-- DIRECTIONS FOR THIS TASK --
According to the passage on counting pump failures, why did the mechanics at one plant start doing full pump overhauls in the field? Answer in one to three sentences.

-- PASSAGE --

It is very common to exclude adjustments that require no parts. So some plants only include workorders with materials costs. In that same category, there are plants that set a minimum dollar value for a workorder to count as a failure. In those, they might exclude any workorder with a total cost less than $500 or even $1000. The most extreme case I ever heard of was a plant that set up bonuses for their mechanics based on improvements in their MTBF. This plant only counted failures if the pump had to be brought into the shop for repair. If it could be fixed in the field, it was not counted. Since the mechanics had a bonus tied to the measure, they got creative. They mounted vices on the backs of their trucks and started doing full pump overhauls in the field so they didn't count.

Some plants count failures of the driver as part of the pump train. Some count turbine failures but not motors (since the electrical group is counting those). Some count problems with gearboxes, lube skids, mechanical seal support systems (seal coolers, pots, etc.) and some do not. Some include the piping up to the first block valve. Some exclude anything beyond the pump flange. Some plants wait until the Root Cause Failure Analysis is complete. If the RCFA indicates that the failure was caused by something the operators did (such as run the pump dry), they don’t count it. Some exclude bearing failures if the were found by vibration analysis.

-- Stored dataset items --
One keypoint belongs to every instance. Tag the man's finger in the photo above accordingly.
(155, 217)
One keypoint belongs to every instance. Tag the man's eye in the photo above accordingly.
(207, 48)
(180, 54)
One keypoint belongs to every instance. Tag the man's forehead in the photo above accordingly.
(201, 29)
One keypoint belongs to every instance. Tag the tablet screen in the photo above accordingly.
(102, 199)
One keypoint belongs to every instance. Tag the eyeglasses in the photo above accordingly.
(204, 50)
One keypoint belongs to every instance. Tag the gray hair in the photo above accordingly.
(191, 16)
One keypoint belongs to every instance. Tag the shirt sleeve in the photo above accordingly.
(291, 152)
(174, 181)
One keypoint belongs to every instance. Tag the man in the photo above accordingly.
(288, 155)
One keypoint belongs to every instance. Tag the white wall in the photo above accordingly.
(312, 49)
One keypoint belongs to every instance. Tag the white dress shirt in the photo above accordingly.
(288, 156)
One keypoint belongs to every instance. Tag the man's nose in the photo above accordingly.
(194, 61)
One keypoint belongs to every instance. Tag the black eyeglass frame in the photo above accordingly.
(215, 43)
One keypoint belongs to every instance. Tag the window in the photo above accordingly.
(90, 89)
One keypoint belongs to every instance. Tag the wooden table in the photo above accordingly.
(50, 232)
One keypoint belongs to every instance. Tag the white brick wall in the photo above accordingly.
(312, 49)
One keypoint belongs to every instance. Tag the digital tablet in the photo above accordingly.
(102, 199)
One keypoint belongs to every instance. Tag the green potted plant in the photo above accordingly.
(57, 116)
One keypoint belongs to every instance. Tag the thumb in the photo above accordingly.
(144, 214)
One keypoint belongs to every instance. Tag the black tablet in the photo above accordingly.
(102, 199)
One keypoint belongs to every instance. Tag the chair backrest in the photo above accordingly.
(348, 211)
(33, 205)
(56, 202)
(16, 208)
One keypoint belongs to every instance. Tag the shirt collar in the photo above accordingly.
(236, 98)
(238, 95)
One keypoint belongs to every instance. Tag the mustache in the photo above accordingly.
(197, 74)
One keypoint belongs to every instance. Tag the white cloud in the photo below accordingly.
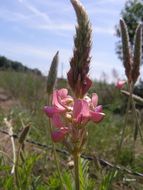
(35, 11)
(104, 30)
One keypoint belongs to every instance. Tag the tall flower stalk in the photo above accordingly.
(70, 114)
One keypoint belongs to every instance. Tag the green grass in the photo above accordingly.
(38, 170)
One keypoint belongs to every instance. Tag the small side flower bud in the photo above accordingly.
(52, 76)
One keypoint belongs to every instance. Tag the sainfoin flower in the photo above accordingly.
(68, 114)
(120, 84)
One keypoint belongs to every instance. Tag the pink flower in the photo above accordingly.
(120, 84)
(96, 114)
(60, 102)
(80, 111)
(59, 135)
(68, 115)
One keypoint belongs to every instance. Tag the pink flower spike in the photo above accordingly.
(96, 116)
(99, 108)
(94, 100)
(57, 121)
(120, 84)
(81, 111)
(86, 85)
(58, 136)
(56, 102)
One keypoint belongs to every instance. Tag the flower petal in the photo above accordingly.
(80, 111)
(94, 100)
(57, 121)
(58, 136)
(96, 116)
(99, 108)
(120, 84)
(50, 111)
(86, 85)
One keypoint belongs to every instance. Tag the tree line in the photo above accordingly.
(7, 64)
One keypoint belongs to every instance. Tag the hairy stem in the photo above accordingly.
(54, 148)
(76, 170)
(126, 117)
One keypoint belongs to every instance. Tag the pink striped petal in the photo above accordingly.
(99, 108)
(80, 111)
(94, 100)
(50, 111)
(96, 116)
(120, 84)
(57, 121)
(58, 136)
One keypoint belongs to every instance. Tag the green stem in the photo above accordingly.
(54, 151)
(136, 118)
(126, 117)
(76, 169)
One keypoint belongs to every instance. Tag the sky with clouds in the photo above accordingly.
(31, 31)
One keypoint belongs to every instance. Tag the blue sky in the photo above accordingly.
(31, 31)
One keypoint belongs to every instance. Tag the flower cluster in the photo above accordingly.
(69, 116)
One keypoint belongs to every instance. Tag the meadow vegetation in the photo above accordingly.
(112, 155)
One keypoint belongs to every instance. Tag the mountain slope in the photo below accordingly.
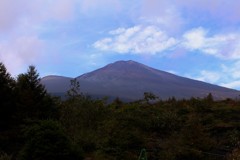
(129, 80)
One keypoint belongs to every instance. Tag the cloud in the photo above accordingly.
(20, 52)
(225, 46)
(219, 10)
(96, 7)
(136, 40)
(208, 76)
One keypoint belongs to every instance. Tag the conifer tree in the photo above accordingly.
(6, 97)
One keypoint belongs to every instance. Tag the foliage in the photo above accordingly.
(46, 140)
(36, 126)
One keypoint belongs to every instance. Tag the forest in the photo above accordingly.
(37, 126)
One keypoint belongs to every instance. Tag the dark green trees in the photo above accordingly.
(46, 140)
(7, 105)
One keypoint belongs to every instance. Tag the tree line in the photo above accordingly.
(36, 126)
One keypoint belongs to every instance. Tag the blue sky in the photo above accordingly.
(199, 39)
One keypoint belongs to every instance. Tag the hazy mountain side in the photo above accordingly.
(129, 80)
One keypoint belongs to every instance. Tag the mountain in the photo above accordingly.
(128, 80)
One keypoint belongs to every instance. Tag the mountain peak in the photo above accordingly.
(130, 79)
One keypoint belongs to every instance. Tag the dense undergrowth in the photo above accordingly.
(36, 126)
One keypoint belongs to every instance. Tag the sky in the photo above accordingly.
(198, 39)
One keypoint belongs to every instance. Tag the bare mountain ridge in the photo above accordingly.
(129, 80)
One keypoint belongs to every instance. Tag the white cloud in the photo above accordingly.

-- RESULT FOR THIS TASK --
Their bonuses were tied to improvements in MTBF, and that plant counted a failure only if the pump had to be brought into the shop for repair. Doing the overhauls in the field, with vices mounted on their trucks, kept those repairs from counting as failures.